What is being asked :: From the line that contains "For every instance of the full" through the closing line of the entries, write out each line exactly; pictures stay out.

Records shown ::
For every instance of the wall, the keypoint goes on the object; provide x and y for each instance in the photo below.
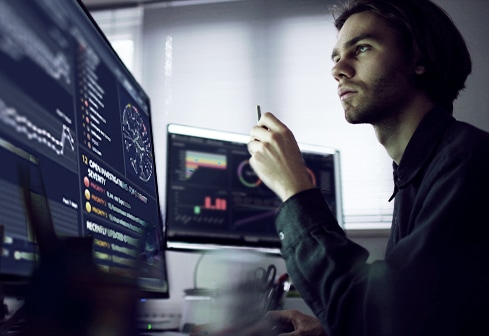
(219, 109)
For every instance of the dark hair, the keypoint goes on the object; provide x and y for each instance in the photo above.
(432, 36)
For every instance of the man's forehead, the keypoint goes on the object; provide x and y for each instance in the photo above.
(359, 26)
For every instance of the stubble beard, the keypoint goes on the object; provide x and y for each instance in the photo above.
(377, 103)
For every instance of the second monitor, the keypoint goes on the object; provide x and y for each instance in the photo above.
(215, 199)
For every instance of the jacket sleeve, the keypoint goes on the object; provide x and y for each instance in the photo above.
(434, 281)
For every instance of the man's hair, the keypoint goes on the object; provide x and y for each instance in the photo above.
(427, 32)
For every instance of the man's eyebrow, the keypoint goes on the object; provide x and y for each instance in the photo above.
(348, 44)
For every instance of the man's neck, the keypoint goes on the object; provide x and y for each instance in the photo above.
(394, 134)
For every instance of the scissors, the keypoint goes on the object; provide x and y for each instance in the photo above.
(266, 277)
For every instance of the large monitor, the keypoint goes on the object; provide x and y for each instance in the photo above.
(214, 199)
(74, 118)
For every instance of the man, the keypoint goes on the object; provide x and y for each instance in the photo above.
(399, 65)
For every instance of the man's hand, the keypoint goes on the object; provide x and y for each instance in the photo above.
(286, 323)
(276, 158)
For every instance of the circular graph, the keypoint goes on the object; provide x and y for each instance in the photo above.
(137, 142)
(247, 175)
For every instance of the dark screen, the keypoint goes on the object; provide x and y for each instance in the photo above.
(73, 116)
(215, 198)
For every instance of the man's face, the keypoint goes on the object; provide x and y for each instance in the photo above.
(375, 76)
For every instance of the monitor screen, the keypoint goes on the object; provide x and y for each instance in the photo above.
(75, 119)
(215, 199)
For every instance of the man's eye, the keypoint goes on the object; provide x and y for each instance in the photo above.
(362, 49)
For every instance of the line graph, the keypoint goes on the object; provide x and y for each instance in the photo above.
(31, 132)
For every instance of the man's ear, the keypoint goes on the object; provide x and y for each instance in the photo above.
(419, 69)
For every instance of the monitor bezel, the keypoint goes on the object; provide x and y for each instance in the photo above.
(206, 133)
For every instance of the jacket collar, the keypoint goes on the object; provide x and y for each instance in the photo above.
(421, 147)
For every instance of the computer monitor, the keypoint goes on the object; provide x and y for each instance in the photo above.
(214, 199)
(74, 118)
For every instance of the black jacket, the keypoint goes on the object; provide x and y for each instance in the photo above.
(434, 279)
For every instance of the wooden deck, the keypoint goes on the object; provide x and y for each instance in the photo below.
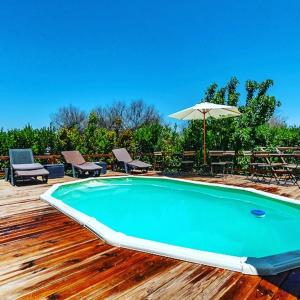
(45, 254)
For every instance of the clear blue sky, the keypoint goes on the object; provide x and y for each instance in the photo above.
(90, 53)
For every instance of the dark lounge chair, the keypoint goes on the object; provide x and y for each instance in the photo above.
(124, 159)
(22, 165)
(79, 165)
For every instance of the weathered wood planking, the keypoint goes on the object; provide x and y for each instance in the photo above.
(45, 254)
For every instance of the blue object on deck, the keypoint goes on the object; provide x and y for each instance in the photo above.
(258, 213)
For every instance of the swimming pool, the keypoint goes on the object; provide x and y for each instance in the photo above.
(203, 223)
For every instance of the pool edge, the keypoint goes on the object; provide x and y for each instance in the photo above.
(233, 263)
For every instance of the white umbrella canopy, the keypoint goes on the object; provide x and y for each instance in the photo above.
(204, 110)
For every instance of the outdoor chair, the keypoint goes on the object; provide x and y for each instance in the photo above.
(217, 165)
(229, 157)
(79, 165)
(124, 159)
(22, 166)
(158, 161)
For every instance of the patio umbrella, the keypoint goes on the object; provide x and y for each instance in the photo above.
(204, 110)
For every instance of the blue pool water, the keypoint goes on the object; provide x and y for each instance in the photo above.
(201, 217)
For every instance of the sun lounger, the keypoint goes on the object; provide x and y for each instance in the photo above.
(124, 158)
(79, 165)
(23, 166)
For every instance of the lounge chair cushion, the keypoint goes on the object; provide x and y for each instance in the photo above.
(122, 155)
(32, 173)
(88, 166)
(26, 167)
(138, 164)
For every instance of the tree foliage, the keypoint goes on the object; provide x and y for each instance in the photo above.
(138, 127)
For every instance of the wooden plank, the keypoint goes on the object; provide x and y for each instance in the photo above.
(242, 289)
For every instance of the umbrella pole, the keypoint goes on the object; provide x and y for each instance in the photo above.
(204, 138)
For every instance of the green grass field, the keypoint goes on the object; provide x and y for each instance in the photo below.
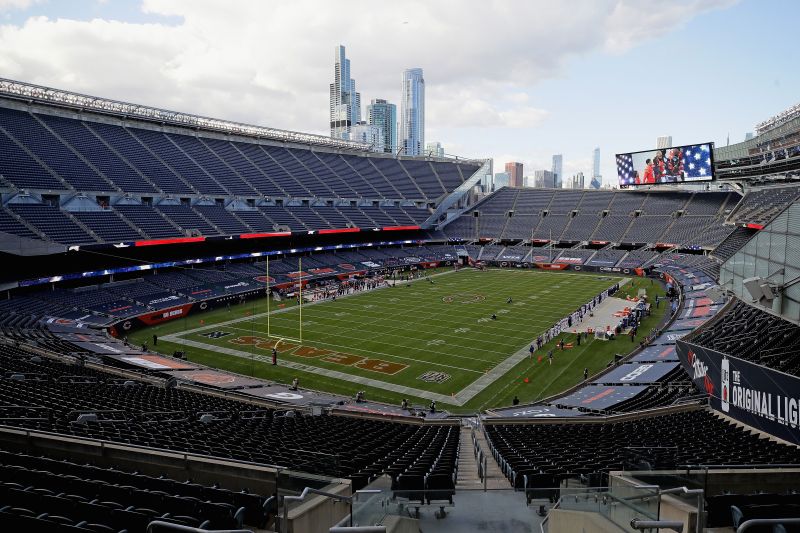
(385, 340)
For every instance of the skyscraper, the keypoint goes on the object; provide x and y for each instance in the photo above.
(557, 170)
(434, 149)
(577, 181)
(596, 167)
(345, 101)
(543, 179)
(384, 115)
(412, 112)
(501, 179)
(368, 133)
(514, 171)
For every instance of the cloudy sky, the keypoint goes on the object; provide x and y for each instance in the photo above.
(512, 80)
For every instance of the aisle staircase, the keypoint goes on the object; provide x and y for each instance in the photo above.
(477, 469)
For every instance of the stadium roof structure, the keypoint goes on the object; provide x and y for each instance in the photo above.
(765, 271)
(48, 95)
(779, 119)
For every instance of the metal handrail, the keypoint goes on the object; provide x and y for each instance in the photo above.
(358, 529)
(641, 525)
(302, 496)
(744, 526)
(189, 529)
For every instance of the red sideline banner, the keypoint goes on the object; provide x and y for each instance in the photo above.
(552, 266)
(163, 315)
(760, 397)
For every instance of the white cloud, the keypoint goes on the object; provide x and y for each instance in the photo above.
(8, 5)
(270, 62)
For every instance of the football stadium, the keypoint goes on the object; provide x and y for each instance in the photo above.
(210, 325)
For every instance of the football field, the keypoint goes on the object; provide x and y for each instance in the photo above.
(430, 339)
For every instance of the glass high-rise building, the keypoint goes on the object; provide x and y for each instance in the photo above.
(544, 179)
(596, 164)
(345, 101)
(501, 179)
(434, 149)
(412, 113)
(557, 170)
(514, 171)
(369, 134)
(384, 115)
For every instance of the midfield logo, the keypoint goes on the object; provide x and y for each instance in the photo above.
(434, 377)
(215, 334)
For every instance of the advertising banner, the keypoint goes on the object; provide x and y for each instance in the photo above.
(765, 399)
(638, 373)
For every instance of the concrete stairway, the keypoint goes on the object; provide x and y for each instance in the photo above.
(468, 475)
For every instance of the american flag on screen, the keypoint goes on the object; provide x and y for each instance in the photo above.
(625, 169)
(697, 161)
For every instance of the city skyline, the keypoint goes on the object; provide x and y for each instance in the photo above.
(515, 173)
(558, 171)
(383, 114)
(509, 99)
(345, 102)
(412, 112)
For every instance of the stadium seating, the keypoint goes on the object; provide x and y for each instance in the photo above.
(761, 206)
(59, 154)
(733, 242)
(606, 257)
(637, 258)
(748, 333)
(363, 449)
(55, 223)
(550, 452)
(108, 225)
(619, 217)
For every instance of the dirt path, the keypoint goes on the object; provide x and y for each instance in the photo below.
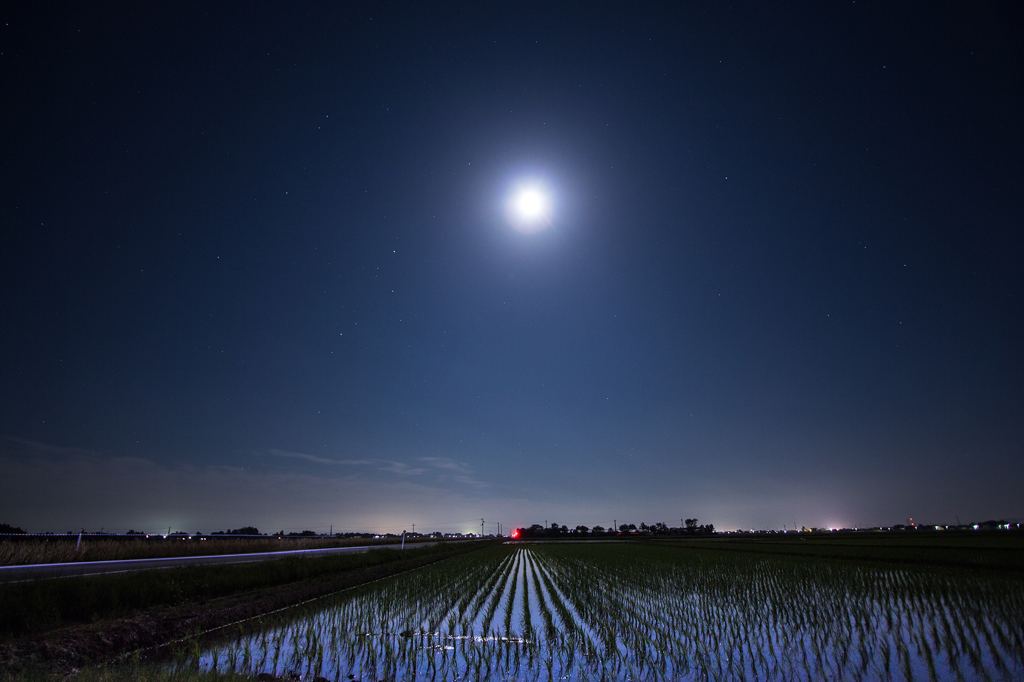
(59, 650)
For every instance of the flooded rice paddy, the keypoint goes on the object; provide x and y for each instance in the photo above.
(620, 611)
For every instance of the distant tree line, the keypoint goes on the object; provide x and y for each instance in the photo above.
(689, 527)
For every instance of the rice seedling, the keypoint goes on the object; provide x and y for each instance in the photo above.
(643, 612)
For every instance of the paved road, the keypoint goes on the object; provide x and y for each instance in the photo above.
(37, 570)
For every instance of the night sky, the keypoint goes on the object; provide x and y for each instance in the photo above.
(257, 265)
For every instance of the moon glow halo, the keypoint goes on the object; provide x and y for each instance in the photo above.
(528, 209)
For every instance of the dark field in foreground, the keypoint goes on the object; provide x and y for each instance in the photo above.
(581, 611)
(829, 607)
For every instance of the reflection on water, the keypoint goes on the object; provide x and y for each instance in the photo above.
(628, 611)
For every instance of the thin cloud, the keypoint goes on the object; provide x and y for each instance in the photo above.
(387, 466)
(303, 456)
(57, 450)
(462, 473)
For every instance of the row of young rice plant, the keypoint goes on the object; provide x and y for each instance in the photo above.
(632, 611)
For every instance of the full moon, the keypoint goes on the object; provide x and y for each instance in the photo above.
(528, 209)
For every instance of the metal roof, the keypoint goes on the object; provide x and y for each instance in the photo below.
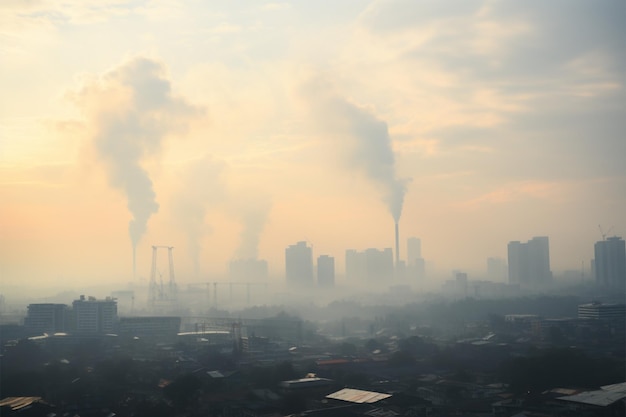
(608, 395)
(358, 396)
(17, 403)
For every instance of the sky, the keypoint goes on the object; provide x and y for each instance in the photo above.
(234, 129)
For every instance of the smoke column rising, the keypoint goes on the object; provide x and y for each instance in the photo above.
(202, 187)
(253, 211)
(130, 110)
(369, 146)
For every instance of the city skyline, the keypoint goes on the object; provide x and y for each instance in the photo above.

Solution to this exercise ::
For every instance of the full moon, the keypoint goes on the object; provide x and y for each instance in the photo above.
(528, 209)
For every instance of the metal roof, the keypoint goes on the object; provide x and y for each instance in the photo below.
(608, 395)
(358, 396)
(17, 403)
For every instance of the sky, the keypoint goes on the object; provide x and y for each instance in the photo above.
(234, 129)
For every instance of the smoke column rising, the keypoint goes on the object; provide x and y for each instance in the photo above.
(202, 187)
(253, 211)
(130, 110)
(369, 146)
For every instance of the city skyline, the keypoint goes on the object; provide x and y for each instance in the photo above.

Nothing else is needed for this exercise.